EXERCISE: The reply should contain every line of the data, repeated exactly, and no pictures.

RECORDS PROVIDED:
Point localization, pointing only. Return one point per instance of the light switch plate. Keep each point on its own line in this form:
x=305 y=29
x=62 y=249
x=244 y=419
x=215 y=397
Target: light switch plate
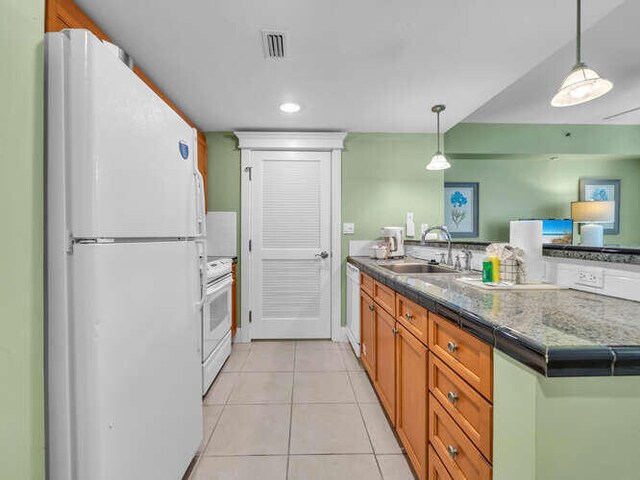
x=591 y=277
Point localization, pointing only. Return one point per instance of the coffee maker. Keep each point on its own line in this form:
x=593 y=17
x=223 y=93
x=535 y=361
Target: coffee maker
x=392 y=239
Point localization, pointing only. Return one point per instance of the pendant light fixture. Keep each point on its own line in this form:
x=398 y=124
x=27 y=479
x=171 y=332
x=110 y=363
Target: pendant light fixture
x=438 y=161
x=582 y=84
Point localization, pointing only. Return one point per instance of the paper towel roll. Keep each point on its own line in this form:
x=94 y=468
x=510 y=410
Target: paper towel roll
x=527 y=235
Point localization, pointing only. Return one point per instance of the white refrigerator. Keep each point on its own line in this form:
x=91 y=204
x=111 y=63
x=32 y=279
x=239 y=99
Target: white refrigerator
x=125 y=247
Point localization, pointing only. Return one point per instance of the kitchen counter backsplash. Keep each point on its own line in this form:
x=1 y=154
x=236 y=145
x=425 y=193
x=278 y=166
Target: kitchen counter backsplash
x=621 y=280
x=558 y=333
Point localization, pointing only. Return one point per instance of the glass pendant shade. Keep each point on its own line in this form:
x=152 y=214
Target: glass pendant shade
x=438 y=162
x=581 y=85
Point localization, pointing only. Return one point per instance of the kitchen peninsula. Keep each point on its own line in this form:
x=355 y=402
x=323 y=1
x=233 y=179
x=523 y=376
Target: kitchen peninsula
x=491 y=407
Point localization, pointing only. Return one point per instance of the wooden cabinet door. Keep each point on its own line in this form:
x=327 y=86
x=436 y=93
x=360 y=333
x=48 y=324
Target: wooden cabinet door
x=385 y=381
x=411 y=398
x=368 y=334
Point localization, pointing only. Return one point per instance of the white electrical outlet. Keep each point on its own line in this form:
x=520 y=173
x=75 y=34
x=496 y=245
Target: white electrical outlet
x=591 y=277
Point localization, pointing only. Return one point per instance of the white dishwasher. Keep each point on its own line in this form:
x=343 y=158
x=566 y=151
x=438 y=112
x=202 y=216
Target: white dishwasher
x=353 y=307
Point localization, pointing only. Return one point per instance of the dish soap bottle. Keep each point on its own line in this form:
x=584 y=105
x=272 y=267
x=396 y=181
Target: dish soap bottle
x=495 y=269
x=487 y=274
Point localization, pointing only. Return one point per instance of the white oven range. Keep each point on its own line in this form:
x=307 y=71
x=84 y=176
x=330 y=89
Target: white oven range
x=216 y=319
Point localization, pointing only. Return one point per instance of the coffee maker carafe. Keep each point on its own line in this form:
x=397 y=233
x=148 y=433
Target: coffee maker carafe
x=392 y=239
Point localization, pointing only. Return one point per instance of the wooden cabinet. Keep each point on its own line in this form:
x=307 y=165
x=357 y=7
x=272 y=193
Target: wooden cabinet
x=385 y=297
x=366 y=284
x=469 y=357
x=368 y=334
x=411 y=398
x=435 y=467
x=203 y=162
x=62 y=14
x=385 y=381
x=414 y=317
x=434 y=380
x=467 y=407
x=460 y=456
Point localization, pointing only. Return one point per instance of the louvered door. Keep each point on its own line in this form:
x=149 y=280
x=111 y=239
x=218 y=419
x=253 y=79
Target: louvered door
x=291 y=222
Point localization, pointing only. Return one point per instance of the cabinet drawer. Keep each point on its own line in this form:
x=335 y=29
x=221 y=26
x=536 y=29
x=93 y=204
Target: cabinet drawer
x=385 y=297
x=462 y=459
x=437 y=470
x=366 y=283
x=466 y=355
x=471 y=412
x=413 y=317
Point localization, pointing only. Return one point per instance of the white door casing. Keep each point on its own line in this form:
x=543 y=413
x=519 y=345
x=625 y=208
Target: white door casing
x=290 y=215
x=291 y=228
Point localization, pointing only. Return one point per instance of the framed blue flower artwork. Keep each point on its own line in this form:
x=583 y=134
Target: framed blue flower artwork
x=461 y=206
x=592 y=189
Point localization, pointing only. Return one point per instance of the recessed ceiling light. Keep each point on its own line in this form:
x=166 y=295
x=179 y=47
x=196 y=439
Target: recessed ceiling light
x=290 y=107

EXERCISE SOLUTION:
Point localization, pointing only. Return one point per instance of the light switch plate. Keep each point on its own line in this form:
x=305 y=29
x=62 y=249
x=244 y=419
x=215 y=397
Target: light switch plate
x=591 y=277
Point localization, pointing only. Return one point per instance of the coffee maker. Keep each point on its own line in this form:
x=593 y=17
x=223 y=93
x=535 y=361
Target: coffee maker
x=392 y=239
Point localization, pointing only. Return one point per instance of the pendant light fixture. Keep each point on its own line in this form:
x=398 y=124
x=27 y=479
x=171 y=332
x=110 y=363
Target: pendant light fixture
x=438 y=161
x=582 y=84
Point localization, pointing only. Return one point per instance of the paper towel roll. Keep each point on its own line in this form:
x=94 y=468
x=510 y=410
Target: paper towel roll
x=527 y=235
Point localization, pointing only. Return one point per instance of the white refrigerator. Keep each point on its own line in this form:
x=91 y=204
x=111 y=63
x=32 y=279
x=239 y=99
Target: white refrigerator
x=125 y=247
Point localization, pointing only. Return one point per instance of the kitchen counter backsplash. Keep each point on its own line in this form:
x=1 y=154
x=236 y=145
x=425 y=193
x=278 y=166
Target: kitchen counter backsplash
x=621 y=280
x=558 y=333
Point localization, pointing only. Return one point per instance of the glass pendant shade. Keep each point on its own line in this form:
x=152 y=214
Target: glass pendant shade
x=438 y=162
x=581 y=85
Point localization, pointing only. Return one point per instance of the kitchen peninsula. Keep each point on its own line in this form:
x=355 y=402
x=323 y=1
x=233 y=179
x=523 y=376
Target: kitchen peninsula
x=491 y=407
Point localization, pointing only. Return one point per instance of the wooden cabinet door. Keep each point on its own line in this form:
x=327 y=86
x=436 y=93
x=360 y=333
x=48 y=324
Target: wooden cabinet door
x=385 y=381
x=411 y=398
x=368 y=334
Point localization, pointing only. Return one point per instance of the white electrical outlet. Keep each point on its own line in this form:
x=520 y=173
x=75 y=34
x=496 y=245
Target: white electrical outlet
x=591 y=277
Point localization, pointing only. Return one point per instance of the white dishwasher. Keep each point on its own line in this form:
x=343 y=158
x=566 y=151
x=438 y=112
x=202 y=216
Target: white dishwasher
x=353 y=307
Point localization, pointing only. Return one point per instance of the dish soap bottle. Keep each point on its own line in this form:
x=584 y=105
x=272 y=267
x=396 y=181
Target: dish soap bottle
x=495 y=269
x=487 y=274
Point localization, pointing only. Return one point per instance of the white oven range. Keep each point on its own line in this form:
x=307 y=71
x=84 y=176
x=330 y=89
Target: white oven range
x=216 y=319
Point localization, pointing only. Return one point per instance of the coffee maker carafe. Keep each point on its own line in this form:
x=397 y=233
x=148 y=433
Target: coffee maker carafe
x=392 y=239
Point localization, pointing only. Return one point per instance of the wooden cabinet. Keep each point on its own line in this form:
x=307 y=165
x=357 y=7
x=272 y=193
Target: wooden cabinet
x=385 y=297
x=366 y=284
x=469 y=357
x=368 y=334
x=411 y=398
x=435 y=467
x=203 y=162
x=62 y=14
x=385 y=381
x=414 y=317
x=434 y=380
x=467 y=407
x=460 y=456
Point localization, pointing only. Return one point per instance of the louvered door. Keep each point on its own line in this form:
x=149 y=280
x=111 y=239
x=218 y=419
x=253 y=79
Target: louvered door
x=291 y=222
Point localization, pointing only. Return one point per instance of the cabinet drawer. Keep each point on its own line in this form:
x=335 y=29
x=221 y=26
x=536 y=29
x=93 y=204
Target: cabinet drawer
x=385 y=297
x=462 y=459
x=437 y=470
x=366 y=283
x=466 y=355
x=471 y=412
x=413 y=317
Point localization, pointing only. Return one point per instance of the white door casing. Keep each point on its own line in this form:
x=543 y=413
x=519 y=345
x=625 y=208
Target: white door casing
x=290 y=215
x=291 y=228
Point localization, pointing only. Return one point per instance of the framed blue flower artwork. Keep each point on its own line in this form:
x=583 y=134
Target: framed blue flower artwork
x=461 y=206
x=592 y=189
Point localization, pointing only. Return one point per instance of the recessed ceiling light. Keep each point on its own line in this form:
x=166 y=295
x=179 y=47
x=196 y=439
Target: recessed ceiling light
x=290 y=107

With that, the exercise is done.